● The records

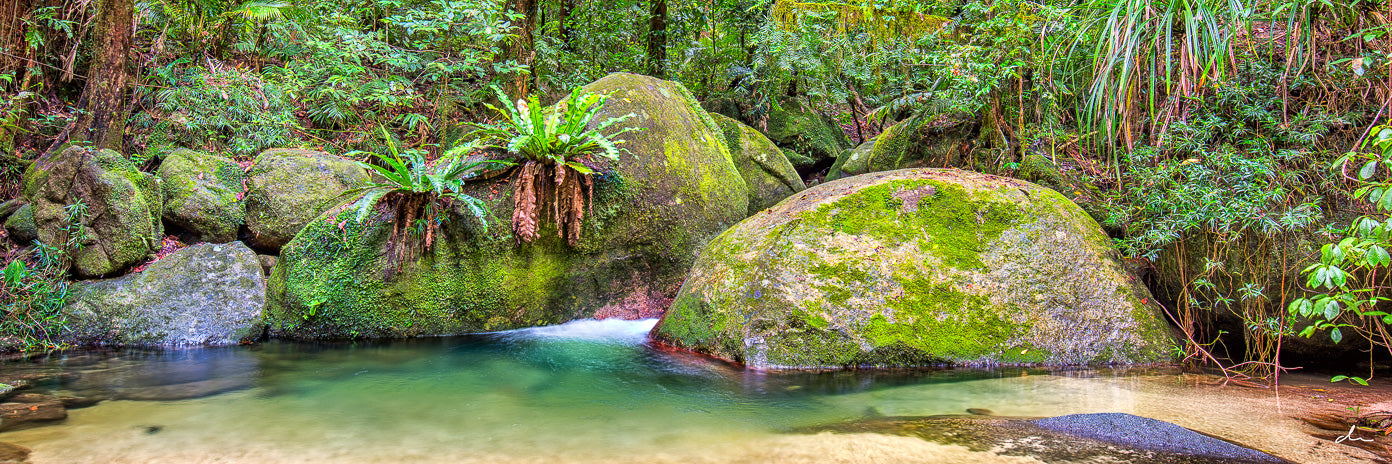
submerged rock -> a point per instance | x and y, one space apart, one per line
916 268
1080 438
202 294
202 194
673 188
769 176
29 410
287 188
123 206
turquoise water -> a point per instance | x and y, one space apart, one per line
581 392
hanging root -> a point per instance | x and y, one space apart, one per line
570 202
528 190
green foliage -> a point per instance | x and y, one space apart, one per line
1346 279
419 197
31 303
408 173
556 135
1146 56
1232 167
219 109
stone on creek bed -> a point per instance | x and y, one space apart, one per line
1078 438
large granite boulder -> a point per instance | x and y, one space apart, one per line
916 268
673 188
769 176
202 194
287 188
202 294
123 206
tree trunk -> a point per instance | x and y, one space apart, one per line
657 38
102 120
521 48
11 39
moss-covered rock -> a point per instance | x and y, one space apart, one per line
287 188
915 142
912 268
20 226
123 205
673 188
808 137
202 294
202 194
769 176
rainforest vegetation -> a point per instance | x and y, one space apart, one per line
1239 152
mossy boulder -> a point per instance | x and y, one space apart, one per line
915 142
287 188
673 188
202 194
202 294
918 266
808 137
20 226
121 225
769 176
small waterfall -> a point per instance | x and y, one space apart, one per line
603 330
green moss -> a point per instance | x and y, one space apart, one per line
948 222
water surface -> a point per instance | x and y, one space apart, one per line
585 392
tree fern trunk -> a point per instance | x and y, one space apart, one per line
521 48
657 39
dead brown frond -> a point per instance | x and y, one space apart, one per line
557 190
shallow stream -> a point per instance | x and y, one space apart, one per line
585 392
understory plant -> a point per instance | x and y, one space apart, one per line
31 301
418 194
551 148
1348 280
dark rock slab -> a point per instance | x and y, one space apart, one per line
1083 438
202 294
1147 434
185 390
11 453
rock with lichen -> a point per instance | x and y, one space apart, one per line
203 194
287 188
673 188
202 294
769 176
808 137
919 266
20 226
119 220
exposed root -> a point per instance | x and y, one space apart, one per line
560 190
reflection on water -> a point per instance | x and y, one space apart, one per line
581 392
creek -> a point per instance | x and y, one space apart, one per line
583 392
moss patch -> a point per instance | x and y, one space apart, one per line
913 268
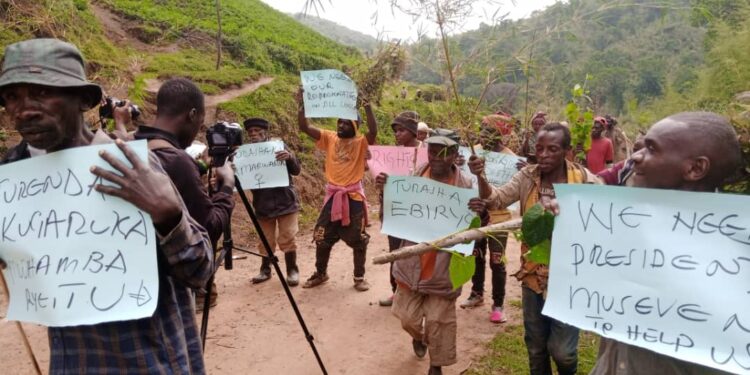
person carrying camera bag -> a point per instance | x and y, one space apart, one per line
180 113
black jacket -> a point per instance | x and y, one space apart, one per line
278 201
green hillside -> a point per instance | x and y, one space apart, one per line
130 46
338 33
632 51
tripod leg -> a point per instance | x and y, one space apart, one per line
206 309
275 263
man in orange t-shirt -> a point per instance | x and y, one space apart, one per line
344 212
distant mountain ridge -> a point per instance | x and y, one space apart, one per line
338 33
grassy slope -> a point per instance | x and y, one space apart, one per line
257 41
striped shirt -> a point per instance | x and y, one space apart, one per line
165 343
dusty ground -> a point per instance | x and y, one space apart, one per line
253 329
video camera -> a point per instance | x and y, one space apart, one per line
107 110
223 137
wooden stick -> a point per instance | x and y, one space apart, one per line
450 240
25 339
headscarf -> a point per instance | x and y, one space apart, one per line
539 115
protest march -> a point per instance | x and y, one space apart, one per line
233 188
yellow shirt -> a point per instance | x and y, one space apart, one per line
345 159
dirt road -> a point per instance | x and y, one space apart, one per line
253 329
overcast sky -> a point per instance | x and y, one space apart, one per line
358 15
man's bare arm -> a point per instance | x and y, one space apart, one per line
372 124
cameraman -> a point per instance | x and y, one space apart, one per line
44 91
180 113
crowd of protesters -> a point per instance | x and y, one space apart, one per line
45 92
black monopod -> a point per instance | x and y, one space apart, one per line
226 254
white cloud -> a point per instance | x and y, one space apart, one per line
376 18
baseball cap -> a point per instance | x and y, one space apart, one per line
445 137
408 120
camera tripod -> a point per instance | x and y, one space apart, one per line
226 254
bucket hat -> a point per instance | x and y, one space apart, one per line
47 62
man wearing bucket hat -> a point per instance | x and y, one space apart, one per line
277 208
44 90
425 291
344 213
423 131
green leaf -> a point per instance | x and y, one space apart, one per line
461 269
577 91
476 222
540 252
537 225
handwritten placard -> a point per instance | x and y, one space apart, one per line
329 93
665 270
498 167
422 210
74 256
257 167
392 160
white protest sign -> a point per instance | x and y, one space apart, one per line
329 93
498 167
392 160
75 256
421 210
257 167
665 270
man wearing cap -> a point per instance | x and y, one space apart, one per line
528 147
423 131
405 130
425 291
544 337
344 213
493 128
600 155
44 90
277 209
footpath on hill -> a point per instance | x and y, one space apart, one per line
253 329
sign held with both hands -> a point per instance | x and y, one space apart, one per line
329 93
75 256
664 270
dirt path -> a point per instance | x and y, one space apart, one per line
213 101
116 29
253 329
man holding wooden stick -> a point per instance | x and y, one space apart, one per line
425 292
544 336
690 151
44 90
491 138
405 131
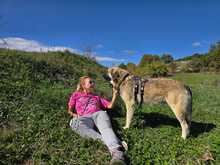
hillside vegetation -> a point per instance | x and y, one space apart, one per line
34 124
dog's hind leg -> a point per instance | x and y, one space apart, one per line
129 114
180 110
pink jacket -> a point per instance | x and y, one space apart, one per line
87 103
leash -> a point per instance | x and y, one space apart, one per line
139 90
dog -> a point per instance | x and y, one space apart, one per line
152 90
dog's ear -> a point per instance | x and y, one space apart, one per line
123 73
116 76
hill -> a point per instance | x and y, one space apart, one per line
34 124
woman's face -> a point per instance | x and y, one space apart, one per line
89 83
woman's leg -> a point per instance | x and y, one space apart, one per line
104 126
84 126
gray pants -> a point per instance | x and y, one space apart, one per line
84 126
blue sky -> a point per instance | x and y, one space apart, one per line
117 30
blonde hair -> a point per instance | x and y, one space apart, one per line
80 84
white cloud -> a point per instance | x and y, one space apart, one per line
30 45
196 44
130 52
109 59
99 46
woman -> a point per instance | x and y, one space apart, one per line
89 113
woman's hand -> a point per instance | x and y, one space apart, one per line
114 95
72 113
114 92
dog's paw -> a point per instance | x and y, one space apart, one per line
125 127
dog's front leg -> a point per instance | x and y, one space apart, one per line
129 114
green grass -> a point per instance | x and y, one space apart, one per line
35 125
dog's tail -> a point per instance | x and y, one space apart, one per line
189 106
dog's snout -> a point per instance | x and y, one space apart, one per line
106 77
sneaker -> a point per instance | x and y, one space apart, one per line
125 146
117 157
115 161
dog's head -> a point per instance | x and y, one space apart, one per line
115 76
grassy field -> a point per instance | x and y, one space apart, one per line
35 127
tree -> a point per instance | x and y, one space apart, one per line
167 58
148 59
88 52
131 67
123 66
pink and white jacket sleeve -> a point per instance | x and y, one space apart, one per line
72 100
104 102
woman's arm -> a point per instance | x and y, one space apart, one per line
114 96
72 113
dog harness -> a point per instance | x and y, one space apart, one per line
139 90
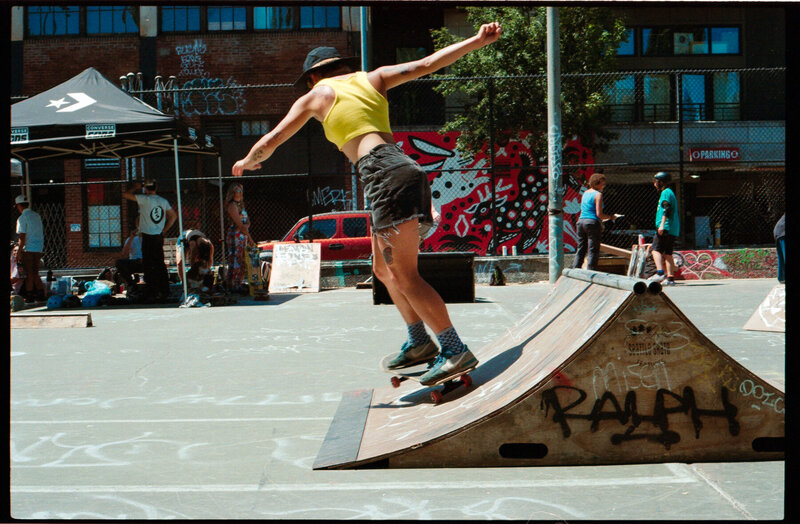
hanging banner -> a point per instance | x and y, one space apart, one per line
714 154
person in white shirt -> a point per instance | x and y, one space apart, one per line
131 261
155 216
31 246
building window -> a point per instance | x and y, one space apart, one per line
693 97
628 46
104 220
724 40
727 96
177 19
227 18
656 42
112 19
272 18
255 127
53 20
304 17
656 89
689 40
319 17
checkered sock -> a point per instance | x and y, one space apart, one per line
450 342
417 334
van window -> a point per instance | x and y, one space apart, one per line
354 227
323 228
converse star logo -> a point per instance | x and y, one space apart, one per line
57 103
81 100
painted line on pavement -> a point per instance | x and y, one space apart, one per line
367 486
177 420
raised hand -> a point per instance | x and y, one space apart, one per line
489 33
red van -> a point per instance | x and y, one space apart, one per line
343 235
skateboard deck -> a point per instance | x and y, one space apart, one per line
255 280
416 371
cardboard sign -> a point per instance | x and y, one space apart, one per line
295 268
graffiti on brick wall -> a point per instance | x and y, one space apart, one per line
217 97
738 263
331 198
462 193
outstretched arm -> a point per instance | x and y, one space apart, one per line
302 110
390 76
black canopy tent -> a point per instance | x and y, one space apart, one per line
89 116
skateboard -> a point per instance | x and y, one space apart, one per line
415 371
255 278
639 254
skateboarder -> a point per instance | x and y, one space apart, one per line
668 227
31 246
354 112
590 225
155 217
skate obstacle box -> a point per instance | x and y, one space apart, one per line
771 313
605 370
452 275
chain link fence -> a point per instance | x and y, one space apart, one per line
720 133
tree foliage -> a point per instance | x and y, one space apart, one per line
589 37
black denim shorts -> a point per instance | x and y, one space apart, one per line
664 244
397 188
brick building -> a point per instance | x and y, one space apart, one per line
221 49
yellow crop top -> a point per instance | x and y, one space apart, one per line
358 109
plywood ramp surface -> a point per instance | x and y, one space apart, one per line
771 313
593 375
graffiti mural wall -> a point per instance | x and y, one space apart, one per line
462 193
736 263
208 101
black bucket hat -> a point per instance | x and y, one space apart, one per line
323 57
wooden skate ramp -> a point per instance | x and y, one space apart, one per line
597 373
771 313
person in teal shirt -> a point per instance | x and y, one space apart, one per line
668 228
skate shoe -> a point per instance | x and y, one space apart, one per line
447 365
410 355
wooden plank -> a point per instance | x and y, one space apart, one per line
50 320
343 440
618 251
593 375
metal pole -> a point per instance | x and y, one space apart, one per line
679 106
555 188
491 165
180 218
363 24
364 67
222 219
28 183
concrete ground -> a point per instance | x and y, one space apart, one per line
218 413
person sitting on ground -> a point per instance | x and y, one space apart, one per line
200 254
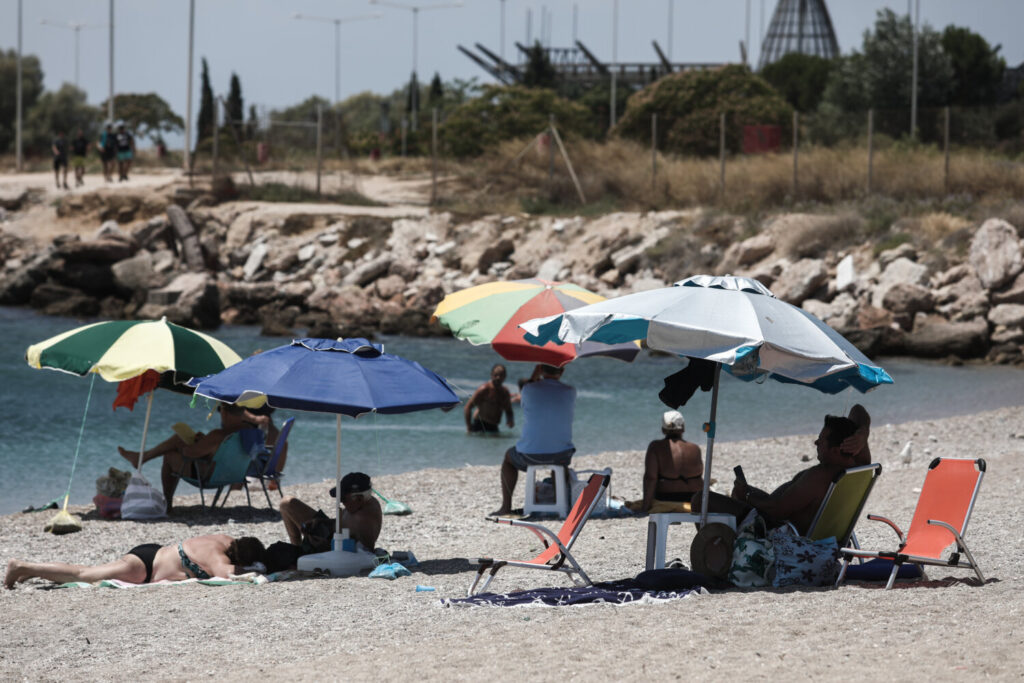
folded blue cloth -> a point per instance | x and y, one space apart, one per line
391 570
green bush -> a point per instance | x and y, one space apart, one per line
507 113
689 103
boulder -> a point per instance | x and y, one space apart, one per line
995 253
800 281
938 338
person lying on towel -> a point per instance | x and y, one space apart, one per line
798 500
200 557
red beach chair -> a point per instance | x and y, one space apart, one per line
939 520
556 555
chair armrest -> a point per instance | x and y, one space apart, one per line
892 524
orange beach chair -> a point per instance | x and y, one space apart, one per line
556 555
939 520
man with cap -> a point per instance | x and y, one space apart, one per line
360 514
673 467
548 409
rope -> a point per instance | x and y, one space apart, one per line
78 446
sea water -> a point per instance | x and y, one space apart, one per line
617 409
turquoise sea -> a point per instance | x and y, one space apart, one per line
617 409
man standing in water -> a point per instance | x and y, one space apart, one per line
489 400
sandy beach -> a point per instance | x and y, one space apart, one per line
359 628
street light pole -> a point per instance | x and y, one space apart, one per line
337 22
414 96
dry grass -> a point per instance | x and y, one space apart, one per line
620 173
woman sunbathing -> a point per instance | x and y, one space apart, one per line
200 557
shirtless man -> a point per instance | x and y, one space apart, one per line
489 400
201 557
673 467
798 500
180 451
361 514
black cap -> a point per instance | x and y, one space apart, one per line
353 482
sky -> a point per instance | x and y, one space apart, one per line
282 60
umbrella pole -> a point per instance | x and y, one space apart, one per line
145 428
710 429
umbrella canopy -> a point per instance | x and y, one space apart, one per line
732 322
122 349
345 376
492 313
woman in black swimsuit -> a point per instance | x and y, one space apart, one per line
673 467
200 557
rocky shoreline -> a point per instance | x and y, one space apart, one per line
948 289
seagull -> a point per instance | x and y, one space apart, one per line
905 456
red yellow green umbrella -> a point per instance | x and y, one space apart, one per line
491 313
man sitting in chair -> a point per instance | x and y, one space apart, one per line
360 514
798 500
548 409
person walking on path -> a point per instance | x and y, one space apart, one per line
79 147
59 150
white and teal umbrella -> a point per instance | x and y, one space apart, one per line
735 323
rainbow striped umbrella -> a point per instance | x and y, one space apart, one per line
491 314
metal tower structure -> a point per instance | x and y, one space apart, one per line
799 26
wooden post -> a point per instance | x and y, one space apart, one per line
870 148
320 144
796 152
721 154
433 158
945 139
653 148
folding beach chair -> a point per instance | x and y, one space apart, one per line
939 520
556 555
843 504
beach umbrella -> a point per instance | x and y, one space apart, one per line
735 323
120 350
345 377
491 314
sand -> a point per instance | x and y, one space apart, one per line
359 628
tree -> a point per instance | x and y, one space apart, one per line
236 107
65 110
540 73
977 67
147 115
800 78
32 87
204 123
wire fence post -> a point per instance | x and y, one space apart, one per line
796 152
653 148
721 155
320 145
433 158
945 144
870 148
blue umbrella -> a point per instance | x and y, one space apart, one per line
346 377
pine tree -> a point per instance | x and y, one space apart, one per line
204 123
236 108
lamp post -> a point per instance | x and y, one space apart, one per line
77 28
337 41
415 96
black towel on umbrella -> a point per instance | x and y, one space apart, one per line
679 387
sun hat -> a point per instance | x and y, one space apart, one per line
673 421
711 552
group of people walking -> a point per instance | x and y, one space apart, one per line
116 148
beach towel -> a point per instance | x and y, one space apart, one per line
615 593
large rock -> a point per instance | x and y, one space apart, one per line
995 253
937 338
800 281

● Task directions
Each line from the one containing "beach towel ->" to the last line of the material above should be reproduced word for word, with nothing added.

● Answer box
beach towel -> a point per instance | x and y, one space apart, one per line
615 593
large rock -> a point per instance | x and y, one space apart, one per line
995 253
937 338
800 281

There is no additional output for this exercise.